* [Written task]: Swap "Expected output" for "Required output" throughout the records below and keep everything else unchanged. Leave the pictures out of your answer.

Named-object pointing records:
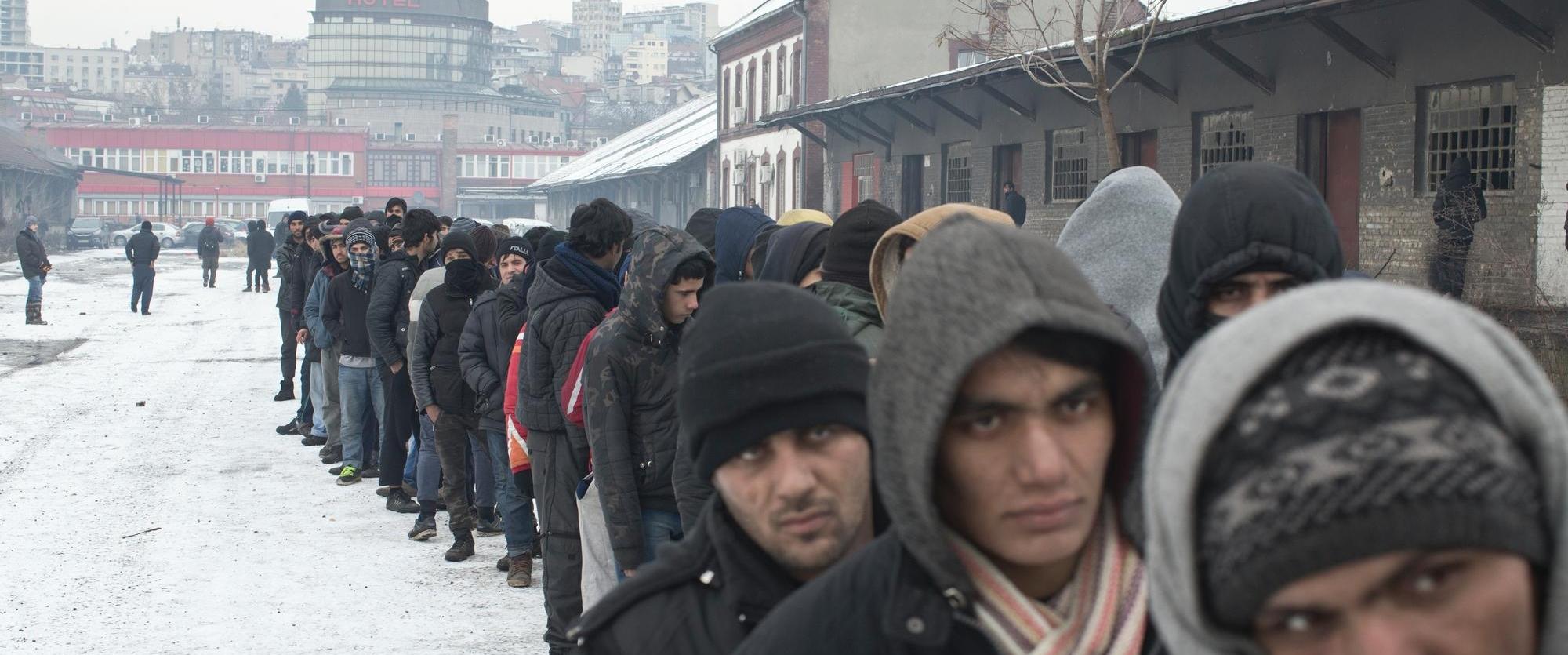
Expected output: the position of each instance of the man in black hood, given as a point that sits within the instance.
(791, 463)
(1246, 232)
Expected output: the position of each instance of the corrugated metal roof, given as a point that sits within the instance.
(655, 144)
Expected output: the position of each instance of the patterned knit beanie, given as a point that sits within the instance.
(1360, 444)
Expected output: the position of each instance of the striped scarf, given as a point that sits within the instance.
(1102, 612)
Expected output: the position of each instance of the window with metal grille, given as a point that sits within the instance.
(957, 173)
(1069, 165)
(1476, 121)
(1224, 136)
(865, 176)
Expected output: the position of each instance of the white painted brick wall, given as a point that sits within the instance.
(1552, 262)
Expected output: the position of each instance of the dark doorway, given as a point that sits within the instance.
(913, 185)
(1007, 165)
(1141, 149)
(1330, 155)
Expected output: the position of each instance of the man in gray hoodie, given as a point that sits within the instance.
(1360, 469)
(1007, 414)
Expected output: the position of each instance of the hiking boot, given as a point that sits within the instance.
(402, 504)
(462, 548)
(521, 571)
(424, 529)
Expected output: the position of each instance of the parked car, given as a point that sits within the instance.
(87, 232)
(169, 235)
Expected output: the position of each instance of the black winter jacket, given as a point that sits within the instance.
(31, 253)
(143, 248)
(703, 596)
(630, 392)
(396, 278)
(562, 309)
(344, 312)
(485, 353)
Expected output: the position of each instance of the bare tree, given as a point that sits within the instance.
(1026, 30)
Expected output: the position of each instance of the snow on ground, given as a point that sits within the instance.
(258, 549)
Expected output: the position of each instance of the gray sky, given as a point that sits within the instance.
(95, 22)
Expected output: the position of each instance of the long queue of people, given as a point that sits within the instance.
(1180, 428)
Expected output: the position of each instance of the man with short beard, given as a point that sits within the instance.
(791, 464)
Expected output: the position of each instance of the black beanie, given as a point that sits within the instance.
(1360, 444)
(766, 358)
(852, 240)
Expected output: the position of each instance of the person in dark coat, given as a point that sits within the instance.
(1457, 209)
(1246, 234)
(570, 297)
(209, 245)
(260, 248)
(485, 355)
(1007, 414)
(630, 392)
(1014, 202)
(791, 461)
(142, 251)
(35, 270)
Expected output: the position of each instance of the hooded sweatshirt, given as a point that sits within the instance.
(1224, 367)
(1243, 218)
(630, 392)
(910, 587)
(890, 253)
(1120, 237)
(735, 235)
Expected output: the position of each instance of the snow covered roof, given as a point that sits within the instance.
(761, 11)
(655, 144)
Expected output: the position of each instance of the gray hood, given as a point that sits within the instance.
(1122, 240)
(968, 290)
(1219, 372)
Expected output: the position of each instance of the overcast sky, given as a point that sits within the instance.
(95, 22)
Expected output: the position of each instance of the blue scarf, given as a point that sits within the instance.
(606, 287)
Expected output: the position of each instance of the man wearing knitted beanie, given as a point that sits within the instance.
(1359, 469)
(779, 424)
(848, 270)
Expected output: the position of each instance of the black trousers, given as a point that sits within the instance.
(286, 323)
(397, 425)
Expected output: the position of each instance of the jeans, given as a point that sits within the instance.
(142, 286)
(318, 400)
(360, 391)
(517, 510)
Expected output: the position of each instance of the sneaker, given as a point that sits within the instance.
(521, 571)
(424, 529)
(402, 504)
(462, 549)
(490, 529)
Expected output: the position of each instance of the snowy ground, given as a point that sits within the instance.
(258, 549)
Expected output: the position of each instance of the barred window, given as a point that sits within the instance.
(1224, 136)
(1069, 165)
(957, 173)
(1476, 121)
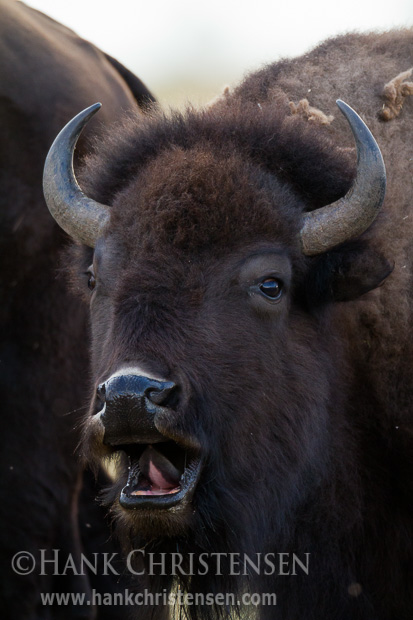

* [Solved exercise]:
Required output: the position of each instance of the man in black hood, given as a point that sits within the instance.
(791, 463)
(1246, 232)
Required output: the position of each instance of the corrugated metal roof, given as a point that sits within the instance.
(655, 144)
Required output: the position of each instance of the patterned knit beanie, given as a point that sits within the instance.
(1360, 444)
Required output: the position of each instance of the striped scarf, given as a point that sits within the instance.
(1102, 612)
Required output: the position of each instance of the window with metal grille, given as a point that sits within the instance.
(957, 173)
(1069, 165)
(1476, 121)
(1224, 136)
(865, 176)
Required output: the position of each instance of the white painted brick wall, given as a point that sits within the instance.
(1552, 262)
Required output: the position of each instance of the dark doorway, given as a point that sits within the instance.
(913, 185)
(1007, 165)
(1141, 149)
(1330, 155)
Required output: the position of each instance of the man in gray hoodie, given as a point that sits within the instance.
(1360, 469)
(1007, 414)
Required output: the position of each instance of the hiking boot, given as a point that sits within the instance.
(402, 504)
(462, 548)
(521, 571)
(424, 529)
Required output: the position of each instance of the parked car, given as a point that sits within the instance.
(87, 232)
(169, 235)
Required output: the position of each instance of the black winter jacket, given as a point that sits within the instance.
(31, 253)
(143, 248)
(703, 596)
(630, 392)
(396, 278)
(562, 309)
(344, 312)
(485, 353)
Required output: the position of each instance of the bare tree, given as a point that sits within the instance.
(1026, 30)
Required output: the position of each instance of the snow on ground, given as a point that sits within the instance.
(258, 549)
Required output: the position of each instance of the gray sky, given as a point that sits within the instance.
(95, 22)
Required output: the position of each instance of the long queue of people, given as a point that sits within the instance.
(1180, 428)
Required output: the position of each instance of the man with short beard, given as a point that sits within the instance.
(791, 464)
Required output: the position of each instance of the black beanie, given as a point that sits within the instance.
(1360, 444)
(766, 358)
(852, 240)
Required output: the position of each instance of the person in dark coat, given as a point that sits within the instance.
(1457, 209)
(1246, 234)
(570, 297)
(209, 245)
(260, 248)
(485, 355)
(1007, 414)
(630, 392)
(1014, 202)
(791, 461)
(142, 251)
(35, 270)
Required output: the position of each instance of the hooded sweatshirt, given as a point that sits within the instance.
(1224, 367)
(1243, 218)
(630, 392)
(910, 587)
(890, 253)
(1120, 237)
(735, 235)
Required output: the position of each instance of the snow covered roof, given as a point that sits within the instance.
(761, 11)
(655, 144)
Required output: the position of each instance of the gray hood, given as a point that sits within the instance.
(1122, 240)
(968, 290)
(1219, 372)
Required output: the position of each instance of the overcast sky, given as a point that sits within the instance.
(95, 22)
Required output: the position of each instance of the blue scarf, given as a point that sits within the instance.
(606, 287)
Required output: the position of each instance of the man wearing knitted beanie, given as a point that sits within the instance.
(1359, 469)
(779, 424)
(848, 270)
Required output: the position of each instance of the black trousers, given as a point that sits within the instance.
(286, 323)
(397, 425)
Required output: the position of each instance of the jeans, given as a point that sits within the instance.
(142, 286)
(318, 400)
(360, 391)
(517, 510)
Required output: the position of each instance of the sneaker, given as a point that sits within the instance.
(521, 571)
(424, 529)
(402, 504)
(462, 549)
(490, 529)
Required output: the position of each instance of the snowy ground, given as a point that sits within the instance.
(258, 549)
Required output: the position of each instance of the barred window, given as a point that sits within the instance.
(1224, 136)
(1069, 165)
(957, 173)
(1476, 121)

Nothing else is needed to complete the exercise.